§ **MATERIAL FOR THIS EXERCISE**:
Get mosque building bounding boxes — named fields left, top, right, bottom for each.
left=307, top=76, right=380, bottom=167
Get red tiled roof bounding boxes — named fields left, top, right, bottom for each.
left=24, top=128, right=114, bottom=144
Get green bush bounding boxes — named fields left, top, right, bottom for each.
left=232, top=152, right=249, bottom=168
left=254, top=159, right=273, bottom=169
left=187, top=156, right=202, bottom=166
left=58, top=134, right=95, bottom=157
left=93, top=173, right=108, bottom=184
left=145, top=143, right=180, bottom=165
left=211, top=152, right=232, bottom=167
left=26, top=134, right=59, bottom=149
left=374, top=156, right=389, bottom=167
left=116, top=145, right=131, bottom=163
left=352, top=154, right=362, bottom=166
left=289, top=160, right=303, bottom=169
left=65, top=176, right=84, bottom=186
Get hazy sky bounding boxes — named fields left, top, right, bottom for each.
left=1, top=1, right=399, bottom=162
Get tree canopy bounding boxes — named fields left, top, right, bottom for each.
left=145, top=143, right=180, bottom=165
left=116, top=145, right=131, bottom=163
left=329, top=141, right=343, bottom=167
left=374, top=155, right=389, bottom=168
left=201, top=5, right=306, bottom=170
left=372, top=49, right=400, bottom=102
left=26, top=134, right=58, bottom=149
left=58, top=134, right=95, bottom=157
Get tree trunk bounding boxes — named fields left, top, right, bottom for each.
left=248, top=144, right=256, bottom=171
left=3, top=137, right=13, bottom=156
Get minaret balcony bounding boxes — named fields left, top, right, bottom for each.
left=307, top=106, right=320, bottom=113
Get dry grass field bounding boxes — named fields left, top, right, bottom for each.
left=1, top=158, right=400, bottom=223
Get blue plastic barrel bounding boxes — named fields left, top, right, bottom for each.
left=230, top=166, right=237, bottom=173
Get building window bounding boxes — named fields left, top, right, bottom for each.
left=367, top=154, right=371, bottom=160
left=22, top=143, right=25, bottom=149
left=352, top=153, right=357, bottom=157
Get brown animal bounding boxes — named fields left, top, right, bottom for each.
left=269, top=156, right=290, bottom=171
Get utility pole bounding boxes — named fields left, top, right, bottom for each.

§ **EXERCISE AIM**: Beginning with the line that holds "Get blue plastic", restate word for word every line down to the end of the data, and only those lines.

§ **WRITTEN RESPONSE**:
Get blue plastic barrel bounding boxes — named fields left, top, right, bottom for each.
left=230, top=166, right=237, bottom=173
Get building window bounding boxes — named fields left, top, right, bottom for each.
left=367, top=154, right=371, bottom=160
left=22, top=143, right=25, bottom=149
left=352, top=153, right=357, bottom=157
Get brown animal bounding boxes — named fields left, top, right, bottom for each.
left=269, top=156, right=290, bottom=171
Get utility pole bounding boxes — named fields left, top, right, bottom for each.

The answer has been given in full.